* **What is required**: Find the line containing "like [[373, 11]].". Retype it and every line after it through the end of the entries, exactly as written, with nothing added.

* **Data provided**:
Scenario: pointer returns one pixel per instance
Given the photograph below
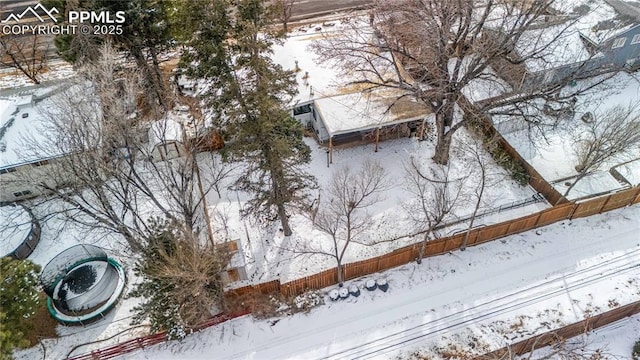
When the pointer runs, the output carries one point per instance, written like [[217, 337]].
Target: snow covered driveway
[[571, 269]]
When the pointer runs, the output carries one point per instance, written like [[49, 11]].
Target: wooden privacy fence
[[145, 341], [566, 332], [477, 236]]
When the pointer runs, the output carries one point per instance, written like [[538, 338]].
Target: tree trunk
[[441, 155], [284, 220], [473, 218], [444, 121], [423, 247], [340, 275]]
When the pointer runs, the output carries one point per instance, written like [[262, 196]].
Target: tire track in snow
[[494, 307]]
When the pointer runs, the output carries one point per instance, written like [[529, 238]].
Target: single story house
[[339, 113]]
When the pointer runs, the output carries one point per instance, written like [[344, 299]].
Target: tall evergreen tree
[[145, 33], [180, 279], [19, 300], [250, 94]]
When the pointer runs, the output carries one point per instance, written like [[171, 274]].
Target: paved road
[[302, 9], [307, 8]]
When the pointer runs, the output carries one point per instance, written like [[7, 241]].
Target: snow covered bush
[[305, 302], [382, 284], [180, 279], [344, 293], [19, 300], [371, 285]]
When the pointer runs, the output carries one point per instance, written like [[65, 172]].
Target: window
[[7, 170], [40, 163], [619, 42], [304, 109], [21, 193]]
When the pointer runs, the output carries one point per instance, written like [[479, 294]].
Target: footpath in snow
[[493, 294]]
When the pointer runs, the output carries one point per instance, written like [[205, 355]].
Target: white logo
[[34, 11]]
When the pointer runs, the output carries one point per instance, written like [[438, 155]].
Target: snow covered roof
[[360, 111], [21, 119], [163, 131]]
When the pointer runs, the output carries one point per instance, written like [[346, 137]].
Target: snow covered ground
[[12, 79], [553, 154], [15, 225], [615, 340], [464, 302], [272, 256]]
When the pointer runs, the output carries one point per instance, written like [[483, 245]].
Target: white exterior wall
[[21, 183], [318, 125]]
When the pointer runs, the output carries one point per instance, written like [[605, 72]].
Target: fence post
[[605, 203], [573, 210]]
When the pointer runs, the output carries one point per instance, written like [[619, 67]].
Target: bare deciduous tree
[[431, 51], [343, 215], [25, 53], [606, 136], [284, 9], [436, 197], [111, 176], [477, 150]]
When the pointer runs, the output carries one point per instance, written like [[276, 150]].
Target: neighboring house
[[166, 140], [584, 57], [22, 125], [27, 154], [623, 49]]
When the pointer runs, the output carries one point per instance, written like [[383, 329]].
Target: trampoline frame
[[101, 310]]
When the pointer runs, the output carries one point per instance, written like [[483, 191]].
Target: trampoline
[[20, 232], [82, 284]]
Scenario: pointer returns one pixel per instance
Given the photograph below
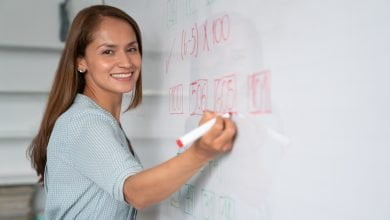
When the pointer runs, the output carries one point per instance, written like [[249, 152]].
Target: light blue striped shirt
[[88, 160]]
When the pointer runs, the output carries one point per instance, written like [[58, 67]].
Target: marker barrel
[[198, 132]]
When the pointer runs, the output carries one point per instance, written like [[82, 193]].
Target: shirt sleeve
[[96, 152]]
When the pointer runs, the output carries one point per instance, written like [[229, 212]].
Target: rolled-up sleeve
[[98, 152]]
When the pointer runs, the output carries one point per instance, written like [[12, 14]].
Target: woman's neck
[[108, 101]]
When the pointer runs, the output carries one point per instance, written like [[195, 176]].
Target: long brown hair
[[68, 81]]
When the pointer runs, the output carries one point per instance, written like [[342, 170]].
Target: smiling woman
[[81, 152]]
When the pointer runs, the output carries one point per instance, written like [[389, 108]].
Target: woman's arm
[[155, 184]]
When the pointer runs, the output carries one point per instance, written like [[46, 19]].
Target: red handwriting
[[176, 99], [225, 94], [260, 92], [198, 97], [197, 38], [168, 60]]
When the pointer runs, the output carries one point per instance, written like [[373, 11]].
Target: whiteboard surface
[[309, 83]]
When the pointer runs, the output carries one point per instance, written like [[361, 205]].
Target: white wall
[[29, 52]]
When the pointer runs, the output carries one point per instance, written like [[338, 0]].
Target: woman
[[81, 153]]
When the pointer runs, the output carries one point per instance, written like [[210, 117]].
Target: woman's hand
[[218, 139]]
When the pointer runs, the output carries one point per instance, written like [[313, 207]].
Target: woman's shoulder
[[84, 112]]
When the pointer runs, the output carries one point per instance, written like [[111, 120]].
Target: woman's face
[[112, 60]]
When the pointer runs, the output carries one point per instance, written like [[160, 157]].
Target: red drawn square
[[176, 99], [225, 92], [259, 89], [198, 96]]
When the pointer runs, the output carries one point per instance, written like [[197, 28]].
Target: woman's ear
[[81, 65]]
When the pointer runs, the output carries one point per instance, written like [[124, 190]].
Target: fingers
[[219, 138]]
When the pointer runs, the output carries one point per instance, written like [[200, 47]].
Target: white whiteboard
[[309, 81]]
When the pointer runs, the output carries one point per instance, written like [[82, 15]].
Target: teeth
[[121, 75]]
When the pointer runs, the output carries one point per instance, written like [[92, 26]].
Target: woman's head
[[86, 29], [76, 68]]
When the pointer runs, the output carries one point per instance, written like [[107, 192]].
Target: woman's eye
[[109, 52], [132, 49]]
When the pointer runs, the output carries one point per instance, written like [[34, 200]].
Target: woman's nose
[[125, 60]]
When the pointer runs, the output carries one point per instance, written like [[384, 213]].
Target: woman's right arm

* **Solution for this task**:
When the pointer runs, the output carries one point per instance, written like [[373, 11]].
Target: whiteboard surface
[[309, 83]]
When the pointer runs, the output carries one point per instance, written like [[361, 205]].
Target: white wall
[[29, 52]]
When the pointer runs, the output carries one point per instance, written like [[338, 0]].
Target: woman
[[81, 153]]
When the pointer runs, the output carries one point per instance, written like [[210, 117]].
Target: woman's hand
[[218, 139]]
When the pointer runs, the output carries one point per instance, written like [[313, 207]].
Target: woman's shoulder
[[84, 112]]
When the pointer runs, the output carries one point per instance, written like [[111, 120]].
Target: woman's face
[[112, 60]]
When the pointer runs, the output carries one point per instance, written like [[160, 157]].
Target: red drawn square
[[176, 99], [225, 92], [259, 89], [198, 96]]
When the pointer runs, the output carries one point per instance, written like [[197, 28]].
Target: woman's ear
[[81, 65]]
When the pointer runs, the output carries one point per instance, written like [[124, 190]].
Target: fingers
[[219, 138]]
When the pointer runs, the output carries one point per instance, written like [[200, 47]].
Target: white whiteboard
[[309, 81]]
When the pointer runs, the output carries one point per instance, written like [[82, 15]].
Target: teeth
[[121, 75]]
When the pointer runs, the output carries one point per instance, written like [[92, 26]].
Target: woman's head
[[86, 29], [76, 68]]
When the pointer runs, the output carries one point per instance, written like [[107, 192]].
Target: woman's eye
[[109, 52], [132, 49]]
When the pointer runs, the output carries one point per instance, written like [[34, 200]].
Target: woman's nose
[[125, 60]]
When the pointer runs, the output carries one point per instance, written like [[384, 213]].
Target: woman's right arm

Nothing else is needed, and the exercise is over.